TASK TO COMPLETE: Every line of the records below should be restated exactly.

Recorded data:
:::::

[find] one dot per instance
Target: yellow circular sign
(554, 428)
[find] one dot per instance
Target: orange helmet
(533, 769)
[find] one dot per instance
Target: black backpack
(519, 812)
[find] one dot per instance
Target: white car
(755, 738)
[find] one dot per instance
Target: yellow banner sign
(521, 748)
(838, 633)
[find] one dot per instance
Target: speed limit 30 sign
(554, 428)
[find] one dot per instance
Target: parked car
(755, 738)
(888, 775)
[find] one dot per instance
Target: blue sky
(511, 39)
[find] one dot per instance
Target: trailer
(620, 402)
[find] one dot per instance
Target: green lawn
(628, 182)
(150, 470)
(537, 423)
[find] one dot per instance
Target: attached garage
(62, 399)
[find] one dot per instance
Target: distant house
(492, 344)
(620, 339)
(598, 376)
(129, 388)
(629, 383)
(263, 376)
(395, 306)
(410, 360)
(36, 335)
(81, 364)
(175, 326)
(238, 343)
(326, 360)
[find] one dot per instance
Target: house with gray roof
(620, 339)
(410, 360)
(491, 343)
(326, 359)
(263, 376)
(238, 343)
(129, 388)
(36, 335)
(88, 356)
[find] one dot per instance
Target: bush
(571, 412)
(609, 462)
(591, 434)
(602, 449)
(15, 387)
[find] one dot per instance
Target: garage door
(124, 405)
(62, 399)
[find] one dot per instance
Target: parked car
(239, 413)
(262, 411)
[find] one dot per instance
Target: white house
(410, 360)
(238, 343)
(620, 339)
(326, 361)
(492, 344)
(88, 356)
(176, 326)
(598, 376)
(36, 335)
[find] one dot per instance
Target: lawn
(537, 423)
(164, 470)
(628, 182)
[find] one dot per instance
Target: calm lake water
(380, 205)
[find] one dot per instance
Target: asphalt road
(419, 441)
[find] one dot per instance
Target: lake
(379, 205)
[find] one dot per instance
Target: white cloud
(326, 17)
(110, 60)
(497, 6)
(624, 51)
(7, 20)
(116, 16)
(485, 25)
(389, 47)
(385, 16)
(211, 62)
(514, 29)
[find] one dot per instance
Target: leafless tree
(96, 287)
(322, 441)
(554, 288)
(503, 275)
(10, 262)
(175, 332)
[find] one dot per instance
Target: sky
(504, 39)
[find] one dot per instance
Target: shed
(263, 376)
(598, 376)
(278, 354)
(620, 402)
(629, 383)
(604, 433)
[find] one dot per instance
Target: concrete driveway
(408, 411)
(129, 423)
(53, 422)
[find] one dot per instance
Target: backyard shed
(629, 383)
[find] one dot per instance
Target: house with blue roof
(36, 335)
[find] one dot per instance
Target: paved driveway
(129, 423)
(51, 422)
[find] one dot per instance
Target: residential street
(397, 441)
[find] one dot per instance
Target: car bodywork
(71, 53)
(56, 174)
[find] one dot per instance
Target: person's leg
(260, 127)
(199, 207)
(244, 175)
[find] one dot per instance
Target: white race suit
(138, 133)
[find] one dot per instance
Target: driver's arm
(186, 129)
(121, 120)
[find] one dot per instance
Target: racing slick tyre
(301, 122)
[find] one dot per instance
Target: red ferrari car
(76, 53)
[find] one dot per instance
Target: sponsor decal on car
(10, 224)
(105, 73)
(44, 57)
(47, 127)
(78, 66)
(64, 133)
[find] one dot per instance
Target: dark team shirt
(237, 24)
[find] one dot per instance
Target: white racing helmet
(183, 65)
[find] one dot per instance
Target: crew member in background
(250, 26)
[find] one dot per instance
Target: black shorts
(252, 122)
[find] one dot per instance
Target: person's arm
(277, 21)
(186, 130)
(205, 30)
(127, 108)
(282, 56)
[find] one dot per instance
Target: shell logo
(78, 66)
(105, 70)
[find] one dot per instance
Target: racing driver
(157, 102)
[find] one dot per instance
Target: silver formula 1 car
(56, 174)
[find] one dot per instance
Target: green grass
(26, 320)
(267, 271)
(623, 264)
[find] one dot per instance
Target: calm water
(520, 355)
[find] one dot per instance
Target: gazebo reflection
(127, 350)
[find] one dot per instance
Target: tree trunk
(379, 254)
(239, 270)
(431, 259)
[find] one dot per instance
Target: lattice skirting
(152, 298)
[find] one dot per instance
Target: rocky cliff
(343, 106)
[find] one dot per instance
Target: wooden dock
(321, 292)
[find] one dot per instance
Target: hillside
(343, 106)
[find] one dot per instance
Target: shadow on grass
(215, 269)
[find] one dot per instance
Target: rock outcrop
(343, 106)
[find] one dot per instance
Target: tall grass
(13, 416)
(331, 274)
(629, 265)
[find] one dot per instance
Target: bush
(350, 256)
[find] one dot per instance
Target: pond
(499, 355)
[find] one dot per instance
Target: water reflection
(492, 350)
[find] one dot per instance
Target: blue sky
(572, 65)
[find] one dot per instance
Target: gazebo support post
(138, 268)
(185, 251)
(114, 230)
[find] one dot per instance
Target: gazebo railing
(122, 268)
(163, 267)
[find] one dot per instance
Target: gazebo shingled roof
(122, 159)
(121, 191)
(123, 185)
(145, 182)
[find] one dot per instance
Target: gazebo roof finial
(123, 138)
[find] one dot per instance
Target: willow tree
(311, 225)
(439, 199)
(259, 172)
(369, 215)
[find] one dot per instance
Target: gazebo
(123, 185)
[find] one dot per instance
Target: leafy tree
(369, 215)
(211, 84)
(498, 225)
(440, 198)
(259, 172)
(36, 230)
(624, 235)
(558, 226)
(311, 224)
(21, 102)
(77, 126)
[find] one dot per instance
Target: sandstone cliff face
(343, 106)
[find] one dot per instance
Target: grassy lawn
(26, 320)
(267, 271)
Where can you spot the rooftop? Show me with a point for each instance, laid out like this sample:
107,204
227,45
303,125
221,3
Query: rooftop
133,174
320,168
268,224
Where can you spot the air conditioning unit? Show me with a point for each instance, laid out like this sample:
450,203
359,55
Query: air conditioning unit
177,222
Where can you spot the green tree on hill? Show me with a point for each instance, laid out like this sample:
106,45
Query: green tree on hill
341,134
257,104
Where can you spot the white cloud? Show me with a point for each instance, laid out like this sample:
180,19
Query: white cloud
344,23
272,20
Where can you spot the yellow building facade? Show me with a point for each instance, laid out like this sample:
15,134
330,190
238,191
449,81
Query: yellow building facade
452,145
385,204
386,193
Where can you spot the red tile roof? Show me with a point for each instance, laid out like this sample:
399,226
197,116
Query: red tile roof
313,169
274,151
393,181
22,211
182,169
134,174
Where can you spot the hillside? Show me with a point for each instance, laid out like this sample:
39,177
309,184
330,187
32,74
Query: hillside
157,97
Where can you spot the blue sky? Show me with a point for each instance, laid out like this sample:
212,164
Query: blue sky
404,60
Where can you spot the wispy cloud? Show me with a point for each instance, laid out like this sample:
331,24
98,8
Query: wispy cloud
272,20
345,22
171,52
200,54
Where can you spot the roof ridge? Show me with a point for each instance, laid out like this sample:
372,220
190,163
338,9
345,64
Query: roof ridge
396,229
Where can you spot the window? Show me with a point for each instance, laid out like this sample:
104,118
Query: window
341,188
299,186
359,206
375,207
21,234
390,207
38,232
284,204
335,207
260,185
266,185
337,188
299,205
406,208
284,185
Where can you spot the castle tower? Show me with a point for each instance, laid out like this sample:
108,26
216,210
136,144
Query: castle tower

:::::

SOLVED EXERCISE:
[find] one dot per instance
Target: yellow circular sign
(554, 428)
[find] one dot per instance
Target: orange helmet
(533, 769)
[find] one dot per instance
Target: black backpack
(519, 812)
[find] one dot per instance
Target: white car
(755, 738)
[find] one dot per instance
Target: yellow banner sign
(521, 748)
(838, 633)
[find] one dot per instance
Target: speed limit 30 sign
(554, 428)
[find] one dot per instance
Target: parked car
(755, 738)
(888, 775)
[find] one dot per instance
Target: blue sky
(511, 39)
[find] one dot per instance
Target: trailer
(620, 402)
[find] one dot per instance
Target: green lawn
(628, 182)
(150, 470)
(537, 423)
[find] one dot per instance
Target: attached garage
(62, 399)
[find] one dot per instance
Target: distant house
(492, 344)
(620, 339)
(598, 376)
(129, 388)
(629, 383)
(263, 376)
(395, 306)
(410, 360)
(36, 335)
(81, 364)
(175, 326)
(238, 343)
(326, 360)
[find] one dot per instance
Target: house with gray roof
(620, 339)
(410, 360)
(491, 343)
(326, 359)
(263, 376)
(238, 343)
(129, 388)
(36, 335)
(88, 356)
[find] one dot per instance
Target: bush
(571, 412)
(609, 462)
(591, 434)
(602, 449)
(15, 387)
[find] one dot per instance
Target: garage door
(124, 405)
(62, 399)
[find] one dot per instance
Target: parked car
(239, 413)
(262, 411)
[find] one dot per instance
Target: white house
(410, 360)
(238, 343)
(620, 339)
(326, 361)
(492, 344)
(88, 356)
(176, 326)
(598, 376)
(36, 335)
[find] one dot per instance
Target: lawn
(537, 423)
(164, 470)
(628, 182)
[find] one dot per instance
Target: calm lake water
(380, 205)
[find] one dot per instance
Target: asphalt road
(419, 441)
[find] one dot per instance
Target: lake
(379, 205)
[find] one dot per instance
Target: white cloud
(326, 17)
(110, 60)
(497, 6)
(624, 51)
(7, 20)
(116, 16)
(485, 25)
(389, 47)
(385, 16)
(211, 62)
(514, 29)
[find] one dot per instance
Target: leafless tree
(96, 287)
(322, 441)
(554, 288)
(503, 275)
(10, 262)
(175, 332)
[find] one dot per instance
Target: sky
(504, 39)
[find] one dot per instance
Target: shed
(263, 376)
(598, 376)
(278, 354)
(620, 402)
(629, 383)
(604, 433)
[find] one dot per instance
Target: concrete driveway
(408, 411)
(129, 423)
(53, 422)
[find] one dot per instance
Target: backyard shed
(629, 383)
[find] one dot per instance
Target: house with blue roof
(36, 335)
[find] one dot per instance
Target: paved driveway
(129, 423)
(51, 422)
[find] one dot per instance
Target: residential street
(397, 441)
[find] one dot per instance
Target: car bodywork
(71, 53)
(56, 174)
[find] one dot per instance
Target: person's leg
(260, 127)
(199, 207)
(244, 175)
[find] one dot per instance
Target: white race suit
(138, 133)
[find] one dot per instance
Target: driver's arm
(186, 129)
(121, 120)
[find] one dot per instance
Target: racing slick tyre
(301, 122)
[find] one dot per instance
Target: red ferrari car
(76, 53)
[find] one dot per instance
Target: sponsor decal on car
(10, 224)
(105, 73)
(44, 57)
(47, 127)
(78, 66)
(64, 133)
[find] one dot per instance
Target: dark team shirt
(237, 24)
[find] one dot per instance
Target: white racing helmet
(183, 65)
[find] one dot per instance
Target: crew member in background
(250, 26)
[find] one dot per instance
Target: black shorts
(252, 122)
[find] one dot per instance
Target: person's arm
(277, 21)
(186, 130)
(205, 30)
(127, 108)
(282, 56)
[find] one dot per instance
Target: shell logo
(78, 66)
(105, 70)
[find] one dot per instance
Target: racing driver
(157, 102)
[find] one dot per instance
Target: silver formula 1 car
(56, 174)
[find] one dot per instance
Target: green grass
(26, 320)
(267, 271)
(623, 264)
[find] one dot per instance
Target: calm water
(520, 355)
[find] one dot per instance
Target: gazebo reflection
(127, 350)
[find] one dot per instance
Target: tree trunk
(379, 254)
(239, 270)
(431, 259)
[find] one dot per instance
Target: lattice skirting
(152, 298)
[find] one dot per instance
Target: rocky cliff
(343, 106)
[find] one dot per instance
Target: wooden dock
(321, 292)
[find] one dot per instance
Target: hillside
(343, 106)
[find] one dot per instance
Target: shadow on grass
(215, 269)
[find] one dot per instance
Target: rock outcrop
(343, 106)
[find] one dot per instance
Target: tall grass
(13, 416)
(331, 274)
(629, 265)
[find] one dot per instance
Target: bush
(350, 256)
[find] one dot per instance
Target: pond
(499, 355)
[find] one dot per instance
Target: water reflection
(492, 350)
[find] one dot per instance
Target: blue sky
(572, 65)
[find] one dot per instance
Target: gazebo support post
(138, 268)
(185, 251)
(114, 230)
[find] one dot per instance
Target: gazebo railing
(122, 268)
(163, 267)
[find] one dot per instance
Target: gazebo shingled roof
(122, 159)
(121, 191)
(123, 185)
(145, 182)
[find] one dot per instance
Target: gazebo roof finial
(123, 138)
[find] one dot per instance
Target: willow tree
(311, 225)
(439, 199)
(259, 172)
(369, 215)
[find] one dot per instance
Target: gazebo
(123, 185)
[find] one dot per instance
Target: leafy tree
(369, 215)
(211, 84)
(498, 225)
(440, 198)
(259, 172)
(36, 230)
(624, 235)
(558, 226)
(311, 224)
(21, 102)
(77, 126)
[find] one dot per instance
Target: sandstone cliff face
(343, 106)
[find] one dot per instance
Target: grassy lawn
(26, 320)
(267, 271)
Where can you spot the rooftop? Show me with a point for each instance, laid out like this sample:
107,204
227,45
303,125
221,3
Query: rooftop
133,174
320,168
268,224
Where can you spot the air conditioning unit? Show me with a point for each instance, laid out like this sample:
450,203
359,55
Query: air conditioning unit
177,222
Where can you spot the green tree on hill? Show me with a point for each instance, laid out like this sample:
106,45
Query: green tree on hill
341,134
257,104
Where can you spot the white cloud? Show me with a point for each instance, laid out like this sample:
180,19
Query: white cloud
344,23
272,20
Where can you spot the yellow building facade? Show me with a point for each instance, laid out like this sample:
15,134
330,190
238,191
449,81
Query: yellow building facade
452,145
385,204
386,193
Where can you spot the red tile roof? Show me with a point for each instance, laid out like this sample:
399,226
197,116
Query: red tile roof
313,169
274,151
393,181
22,211
182,169
134,174
Where can you spot the hillside? Show me with a point for each instance, laid out like this sample:
39,177
309,184
330,187
32,74
Query: hillside
157,97
Where can you spot the blue sky? Show me with a point for each instance, laid out like this sample:
212,164
Query: blue sky
404,60
Where can you spot the wispy cloud? Show me with a point for each instance, laid out like this sample:
331,24
98,8
Query: wispy cloud
272,20
345,22
171,52
200,54
Where can you spot the roof ridge? Show me with a point for each instance, laid out like this sample:
372,220
190,163
338,9
345,64
Query: roof ridge
396,229
Where can you spot the window? Show me with a point for each instance, laid out like this sample:
104,118
Query: window
341,188
299,186
359,206
375,207
21,234
390,207
38,232
284,204
335,207
260,185
266,185
337,188
299,205
406,208
284,185
Where can you spot the castle tower? Show me with a point for each instance, laid out like this sample:
108,26
216,210
136,144
Query: castle tower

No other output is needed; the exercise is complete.